Deine Aufgabe
Was für ein Portal ist Kla.TV laut dem Textausschnitt in seinem Wesen?

Textausschnitt
Richtig ist, dass Religions- und Meinungsfreiheit selbstverständlich auch ihr zustehen. Es steht ihr vollkommen frei, Annahmen über das Wesen Gottes zu treffen oder auch nicht, Ivo Sasek für einen gottgesandten Propheten zu halten oder auch nicht, Gottesdienste zu besuchen wo immer sie möchte usw. Nur geht es in dieser Auseinandersetzung eben nicht um religiöse Fragen. Der Übergang von der OCG zur AZK ist auch ein Übergang von Religion zu Politik. Kla.TV ist in seinem Wesen kein religiöses, sondern ein dezidiert politisches Portal. Dass dessen politische Botschaften gelegentlich religiös aufgeladen werden („Satanismus“-Vorwurf an Politiker) ändert nichts an dieser innerweltlichen Zielrichtung und Begründungslogik. Außerdem ist zu unterscheiden zwischen „Meinungen“ und „Fakten“. Die Beiträge auf Kla.TV sind ständig dabei, diese Grenze zu verwischen. Immer wieder werden als Meinung getarnt Tatsachenbehauptungen erhoben, die nicht stimmen. Welche Auswirkungen hat es auf die Glaubwürdigkeit einer Lehrperson, wenn diese „rein privat“ in verantwortlicher Position an Unternehmungen beteiligt ist, die mit demagogischen Mitteln Lüge und Hetze verbreiten? Eine Diskussion über die Religionsfreiheit führt hier in die Irre. Welche Auswirkungen hätte es für einen muslimischen Lehrer, wenn dieser „in seiner Freizeit“ an islamistischen Hassportalen im Internet verantwortlich mitwirken würde? Würden wir das als „rein privat“ und von der Religions- und Meinungsfreiheit gedeckt beurteilen? Warum sollten für gesellschaftszersetzende Desinformationsportale mit (ehemals) christlichem Hintergrund andere Maßstäbe gelten? Welche Anforderungen an Wahrhaftigkeit für Personen im Bildungsbetrieb gelten sollen, muss in der Gesellschaft neu diskutiert werden.

Aufgelistete Zeilen

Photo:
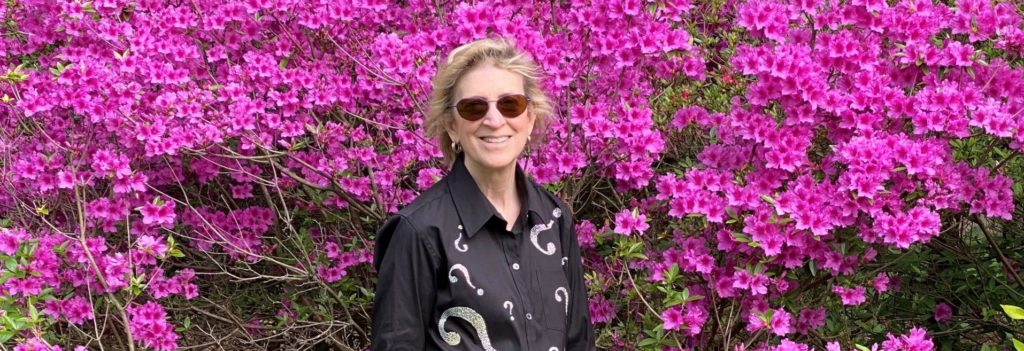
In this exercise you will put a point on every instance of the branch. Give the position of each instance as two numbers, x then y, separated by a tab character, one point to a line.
1007	265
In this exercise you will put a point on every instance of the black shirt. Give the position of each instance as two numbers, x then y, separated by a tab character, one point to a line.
451	276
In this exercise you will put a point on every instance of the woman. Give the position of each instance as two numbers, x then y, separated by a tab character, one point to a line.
485	259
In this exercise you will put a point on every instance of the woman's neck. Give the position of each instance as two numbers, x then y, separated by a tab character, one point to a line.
498	185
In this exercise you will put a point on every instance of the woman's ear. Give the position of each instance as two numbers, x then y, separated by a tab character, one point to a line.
450	128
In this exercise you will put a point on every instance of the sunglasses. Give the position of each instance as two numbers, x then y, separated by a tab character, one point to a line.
474	108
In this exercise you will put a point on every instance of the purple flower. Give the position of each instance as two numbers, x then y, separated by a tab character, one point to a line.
629	221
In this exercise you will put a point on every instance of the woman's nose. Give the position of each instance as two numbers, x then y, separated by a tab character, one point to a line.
494	118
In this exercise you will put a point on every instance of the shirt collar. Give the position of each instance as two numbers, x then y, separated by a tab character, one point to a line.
473	208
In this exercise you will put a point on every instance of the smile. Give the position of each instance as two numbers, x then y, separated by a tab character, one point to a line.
495	139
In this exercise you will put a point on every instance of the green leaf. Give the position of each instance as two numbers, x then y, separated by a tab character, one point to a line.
176	253
1014	311
647	342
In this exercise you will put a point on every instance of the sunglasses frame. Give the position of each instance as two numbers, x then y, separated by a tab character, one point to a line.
526	105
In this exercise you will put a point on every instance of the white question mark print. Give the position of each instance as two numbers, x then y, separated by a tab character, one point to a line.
462	268
508	304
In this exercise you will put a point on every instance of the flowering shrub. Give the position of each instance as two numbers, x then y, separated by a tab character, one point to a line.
747	175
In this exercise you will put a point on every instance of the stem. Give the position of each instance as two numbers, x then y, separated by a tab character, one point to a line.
1007	265
95	268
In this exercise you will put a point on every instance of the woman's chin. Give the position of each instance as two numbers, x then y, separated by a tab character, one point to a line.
494	160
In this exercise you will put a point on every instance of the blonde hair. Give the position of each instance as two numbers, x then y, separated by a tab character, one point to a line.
503	54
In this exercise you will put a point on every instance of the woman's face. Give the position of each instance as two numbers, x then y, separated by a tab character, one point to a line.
495	141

Antwort
Kein religiöses, sondern ein dezidiert politisches Portal.